## Exercise
Rewrite the part of the records that runs from the line containing "of the grassy" through the end of the records, replacing "pixel coordinates" with "pixel positions" and keeping everything else unchanged. Leave the pictures out of your answer.

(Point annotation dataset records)
◆ ◆ ◆ ◆ ◆
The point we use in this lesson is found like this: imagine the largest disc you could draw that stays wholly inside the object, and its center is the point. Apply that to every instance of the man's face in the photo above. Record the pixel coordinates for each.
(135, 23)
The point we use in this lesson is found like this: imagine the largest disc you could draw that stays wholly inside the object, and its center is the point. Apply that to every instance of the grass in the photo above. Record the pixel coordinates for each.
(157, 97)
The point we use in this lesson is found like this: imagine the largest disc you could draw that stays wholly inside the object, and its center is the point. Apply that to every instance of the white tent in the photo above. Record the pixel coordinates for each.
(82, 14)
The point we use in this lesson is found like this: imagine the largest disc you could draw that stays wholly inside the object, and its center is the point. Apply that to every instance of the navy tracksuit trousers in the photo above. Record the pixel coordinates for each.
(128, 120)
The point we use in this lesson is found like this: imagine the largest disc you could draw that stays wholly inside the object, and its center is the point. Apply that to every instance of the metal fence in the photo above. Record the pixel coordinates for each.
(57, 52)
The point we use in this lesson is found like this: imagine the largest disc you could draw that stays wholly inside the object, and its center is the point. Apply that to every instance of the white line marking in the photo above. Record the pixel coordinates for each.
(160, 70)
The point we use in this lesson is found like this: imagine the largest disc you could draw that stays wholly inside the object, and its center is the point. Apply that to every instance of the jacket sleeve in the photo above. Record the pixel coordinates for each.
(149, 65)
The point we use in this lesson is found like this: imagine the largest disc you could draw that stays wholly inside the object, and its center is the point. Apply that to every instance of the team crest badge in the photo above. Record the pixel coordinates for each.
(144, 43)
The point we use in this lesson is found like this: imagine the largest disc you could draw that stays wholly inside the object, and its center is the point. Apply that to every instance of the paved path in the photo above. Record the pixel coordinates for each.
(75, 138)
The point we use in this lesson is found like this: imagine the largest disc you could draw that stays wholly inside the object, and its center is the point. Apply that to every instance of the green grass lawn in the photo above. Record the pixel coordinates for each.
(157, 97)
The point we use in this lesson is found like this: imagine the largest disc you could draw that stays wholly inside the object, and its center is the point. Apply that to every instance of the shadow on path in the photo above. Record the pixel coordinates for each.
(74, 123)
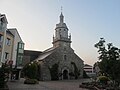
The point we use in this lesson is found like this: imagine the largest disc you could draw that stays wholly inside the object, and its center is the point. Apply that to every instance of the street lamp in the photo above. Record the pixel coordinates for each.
(0, 64)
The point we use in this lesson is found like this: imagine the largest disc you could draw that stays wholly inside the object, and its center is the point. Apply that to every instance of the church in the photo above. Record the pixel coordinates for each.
(60, 61)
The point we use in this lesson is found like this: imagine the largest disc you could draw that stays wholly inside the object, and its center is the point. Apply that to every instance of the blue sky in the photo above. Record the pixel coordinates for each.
(87, 20)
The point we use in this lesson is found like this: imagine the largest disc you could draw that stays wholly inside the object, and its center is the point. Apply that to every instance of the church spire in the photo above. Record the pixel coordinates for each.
(61, 17)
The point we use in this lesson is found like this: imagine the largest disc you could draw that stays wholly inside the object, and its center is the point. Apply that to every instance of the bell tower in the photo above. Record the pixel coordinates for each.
(61, 37)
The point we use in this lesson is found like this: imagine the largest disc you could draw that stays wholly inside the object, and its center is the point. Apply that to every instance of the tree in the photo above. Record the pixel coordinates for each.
(30, 70)
(109, 60)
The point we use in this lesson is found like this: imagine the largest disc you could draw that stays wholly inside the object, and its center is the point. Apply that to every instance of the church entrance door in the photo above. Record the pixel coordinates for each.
(65, 74)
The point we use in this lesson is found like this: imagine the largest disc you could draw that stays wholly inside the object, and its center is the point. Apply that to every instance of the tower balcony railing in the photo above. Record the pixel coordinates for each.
(62, 39)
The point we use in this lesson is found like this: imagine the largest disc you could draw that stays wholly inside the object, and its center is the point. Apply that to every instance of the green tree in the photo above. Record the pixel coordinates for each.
(4, 72)
(109, 60)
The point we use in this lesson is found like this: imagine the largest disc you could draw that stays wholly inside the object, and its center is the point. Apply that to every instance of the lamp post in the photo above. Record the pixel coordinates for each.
(10, 63)
(0, 64)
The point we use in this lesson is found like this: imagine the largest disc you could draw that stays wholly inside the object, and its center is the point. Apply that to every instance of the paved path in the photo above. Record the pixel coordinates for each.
(47, 85)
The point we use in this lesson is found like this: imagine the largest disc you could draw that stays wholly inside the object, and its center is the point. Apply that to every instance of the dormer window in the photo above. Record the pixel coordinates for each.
(1, 37)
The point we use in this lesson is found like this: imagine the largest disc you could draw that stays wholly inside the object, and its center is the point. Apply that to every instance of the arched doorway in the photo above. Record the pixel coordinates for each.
(65, 74)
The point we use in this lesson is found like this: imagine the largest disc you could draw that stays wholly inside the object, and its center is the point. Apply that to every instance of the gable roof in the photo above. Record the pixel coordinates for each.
(45, 54)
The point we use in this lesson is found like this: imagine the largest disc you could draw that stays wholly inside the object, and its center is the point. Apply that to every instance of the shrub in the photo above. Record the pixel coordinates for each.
(31, 81)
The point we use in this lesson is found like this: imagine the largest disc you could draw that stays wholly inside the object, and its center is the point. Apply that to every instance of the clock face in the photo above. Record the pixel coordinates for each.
(65, 45)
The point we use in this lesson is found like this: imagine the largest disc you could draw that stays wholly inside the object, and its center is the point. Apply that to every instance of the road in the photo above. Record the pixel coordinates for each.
(47, 85)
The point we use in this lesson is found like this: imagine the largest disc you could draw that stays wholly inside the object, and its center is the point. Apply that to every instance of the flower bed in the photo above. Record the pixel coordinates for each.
(31, 81)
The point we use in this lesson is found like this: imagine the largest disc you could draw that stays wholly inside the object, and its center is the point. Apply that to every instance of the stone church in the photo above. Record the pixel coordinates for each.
(60, 61)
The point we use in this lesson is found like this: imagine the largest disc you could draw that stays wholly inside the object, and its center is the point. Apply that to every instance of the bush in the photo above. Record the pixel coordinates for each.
(31, 81)
(103, 79)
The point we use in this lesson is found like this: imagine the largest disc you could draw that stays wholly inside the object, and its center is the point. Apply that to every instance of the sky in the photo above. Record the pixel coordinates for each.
(87, 20)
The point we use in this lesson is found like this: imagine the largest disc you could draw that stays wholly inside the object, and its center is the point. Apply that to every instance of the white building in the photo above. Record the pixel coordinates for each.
(89, 70)
(11, 45)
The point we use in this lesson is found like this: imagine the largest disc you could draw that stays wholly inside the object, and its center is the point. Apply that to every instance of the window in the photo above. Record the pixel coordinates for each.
(8, 41)
(21, 45)
(65, 57)
(6, 55)
(19, 61)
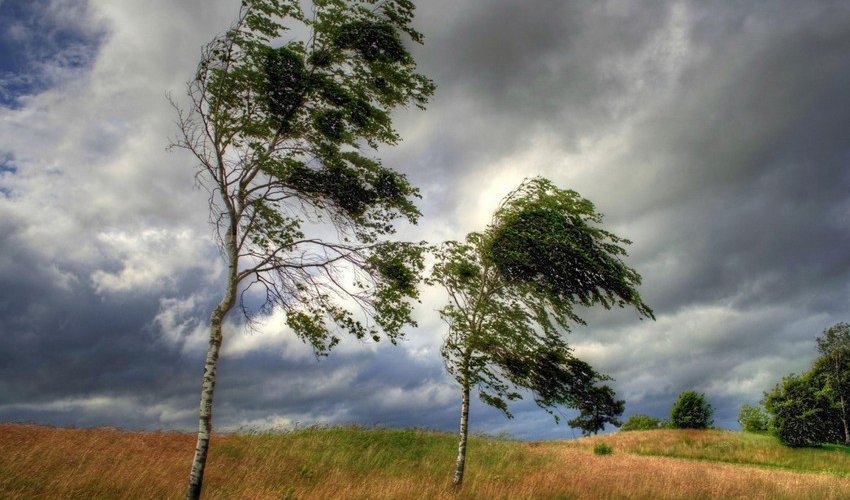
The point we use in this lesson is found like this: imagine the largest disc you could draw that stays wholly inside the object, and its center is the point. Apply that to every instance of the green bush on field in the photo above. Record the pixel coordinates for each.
(691, 412)
(641, 423)
(753, 419)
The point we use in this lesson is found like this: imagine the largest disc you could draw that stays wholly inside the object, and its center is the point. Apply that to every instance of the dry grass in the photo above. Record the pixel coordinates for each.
(44, 462)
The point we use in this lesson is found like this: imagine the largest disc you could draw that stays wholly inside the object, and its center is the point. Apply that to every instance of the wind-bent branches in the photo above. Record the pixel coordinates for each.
(512, 289)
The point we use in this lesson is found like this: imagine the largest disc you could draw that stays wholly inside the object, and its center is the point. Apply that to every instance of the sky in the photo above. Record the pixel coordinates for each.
(714, 135)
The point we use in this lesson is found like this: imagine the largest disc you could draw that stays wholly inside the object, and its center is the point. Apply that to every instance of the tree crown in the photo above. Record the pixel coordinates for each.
(280, 126)
(507, 319)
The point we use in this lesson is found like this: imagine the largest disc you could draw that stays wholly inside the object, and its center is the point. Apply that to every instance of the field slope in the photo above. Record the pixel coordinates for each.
(347, 462)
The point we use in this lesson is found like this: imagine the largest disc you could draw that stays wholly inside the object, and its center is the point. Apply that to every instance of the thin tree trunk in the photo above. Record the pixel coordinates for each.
(461, 448)
(196, 476)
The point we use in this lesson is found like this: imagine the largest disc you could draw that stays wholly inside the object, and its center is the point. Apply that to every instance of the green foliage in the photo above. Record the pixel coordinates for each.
(597, 407)
(691, 411)
(602, 449)
(545, 239)
(506, 326)
(641, 423)
(834, 367)
(753, 419)
(283, 128)
(811, 409)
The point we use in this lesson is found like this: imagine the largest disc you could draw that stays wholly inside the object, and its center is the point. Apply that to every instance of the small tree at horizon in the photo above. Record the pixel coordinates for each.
(597, 407)
(691, 411)
(753, 419)
(834, 347)
(280, 127)
(641, 423)
(512, 290)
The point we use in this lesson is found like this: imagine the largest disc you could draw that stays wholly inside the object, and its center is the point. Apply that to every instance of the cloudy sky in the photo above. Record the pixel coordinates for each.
(714, 135)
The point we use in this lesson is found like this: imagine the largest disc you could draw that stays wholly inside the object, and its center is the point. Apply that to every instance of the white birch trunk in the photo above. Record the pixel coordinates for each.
(461, 448)
(196, 476)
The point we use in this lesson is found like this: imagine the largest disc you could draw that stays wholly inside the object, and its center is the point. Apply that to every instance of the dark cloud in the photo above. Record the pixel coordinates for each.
(712, 135)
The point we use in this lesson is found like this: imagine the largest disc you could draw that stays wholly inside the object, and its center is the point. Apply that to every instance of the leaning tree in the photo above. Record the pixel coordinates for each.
(283, 111)
(597, 407)
(513, 291)
(834, 363)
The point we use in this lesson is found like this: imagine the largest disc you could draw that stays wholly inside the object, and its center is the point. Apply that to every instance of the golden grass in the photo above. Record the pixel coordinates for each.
(45, 462)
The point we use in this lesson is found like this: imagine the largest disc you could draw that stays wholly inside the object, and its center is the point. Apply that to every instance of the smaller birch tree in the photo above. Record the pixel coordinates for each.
(512, 294)
(597, 407)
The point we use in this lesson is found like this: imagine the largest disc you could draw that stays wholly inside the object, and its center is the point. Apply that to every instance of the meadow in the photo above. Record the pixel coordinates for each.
(352, 462)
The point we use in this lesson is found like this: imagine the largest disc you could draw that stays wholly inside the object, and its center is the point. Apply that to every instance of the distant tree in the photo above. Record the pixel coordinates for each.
(641, 423)
(597, 407)
(834, 363)
(512, 290)
(691, 411)
(753, 419)
(280, 127)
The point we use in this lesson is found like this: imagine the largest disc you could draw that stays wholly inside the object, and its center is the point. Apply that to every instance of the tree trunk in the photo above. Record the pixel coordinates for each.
(461, 448)
(196, 476)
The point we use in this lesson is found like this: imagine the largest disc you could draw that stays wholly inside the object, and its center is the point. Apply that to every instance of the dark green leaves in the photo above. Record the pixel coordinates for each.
(512, 289)
(546, 238)
(286, 85)
(373, 41)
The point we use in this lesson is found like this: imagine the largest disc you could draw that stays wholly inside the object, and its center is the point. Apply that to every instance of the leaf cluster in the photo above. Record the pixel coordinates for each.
(507, 319)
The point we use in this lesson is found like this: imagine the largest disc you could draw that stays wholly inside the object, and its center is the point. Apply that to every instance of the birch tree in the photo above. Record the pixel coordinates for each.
(513, 290)
(597, 407)
(281, 126)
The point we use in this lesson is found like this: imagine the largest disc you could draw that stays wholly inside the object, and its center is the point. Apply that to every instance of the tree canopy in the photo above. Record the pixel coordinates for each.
(513, 291)
(597, 407)
(691, 411)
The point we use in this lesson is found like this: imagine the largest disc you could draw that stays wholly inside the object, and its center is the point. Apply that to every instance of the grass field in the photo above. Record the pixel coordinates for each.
(347, 462)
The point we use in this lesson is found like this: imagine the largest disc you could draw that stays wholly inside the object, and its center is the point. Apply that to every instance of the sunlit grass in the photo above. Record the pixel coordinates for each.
(351, 462)
(731, 447)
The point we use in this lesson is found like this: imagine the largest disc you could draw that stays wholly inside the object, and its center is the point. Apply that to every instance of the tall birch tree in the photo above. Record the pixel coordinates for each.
(283, 112)
(513, 290)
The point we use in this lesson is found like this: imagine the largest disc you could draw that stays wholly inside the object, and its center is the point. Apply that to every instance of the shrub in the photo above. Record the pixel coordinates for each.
(602, 449)
(753, 419)
(641, 423)
(691, 411)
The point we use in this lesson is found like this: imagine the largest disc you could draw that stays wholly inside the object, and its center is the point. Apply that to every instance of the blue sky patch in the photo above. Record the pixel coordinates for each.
(39, 46)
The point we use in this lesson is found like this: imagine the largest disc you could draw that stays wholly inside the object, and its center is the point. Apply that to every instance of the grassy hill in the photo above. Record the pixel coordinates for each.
(347, 462)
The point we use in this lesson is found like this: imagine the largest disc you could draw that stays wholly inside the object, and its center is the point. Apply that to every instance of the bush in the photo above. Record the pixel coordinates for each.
(753, 419)
(641, 423)
(602, 449)
(691, 411)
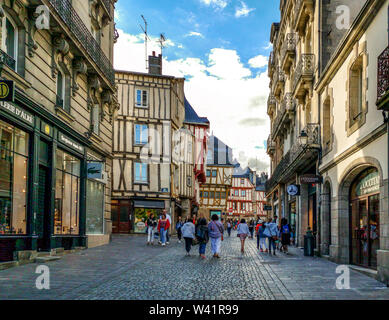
◆ ◆ ◆ ◆ ◆
## Written answer
The point we use in this lesson is found like this: imagine the largest disc you could draw that stays wholly inside the object, and its center is the point. Apply that to every instance of the grassy hill in the photo above. Record the pixel positions for each.
(347, 462)
The point we use in this lesson is found like this: imagine the largest disc you could draw that stays wholly inside the object, and its center is the point. Apply that to every instance of the bush in the photo above. Record the pixel positions for each.
(753, 419)
(641, 423)
(602, 449)
(691, 411)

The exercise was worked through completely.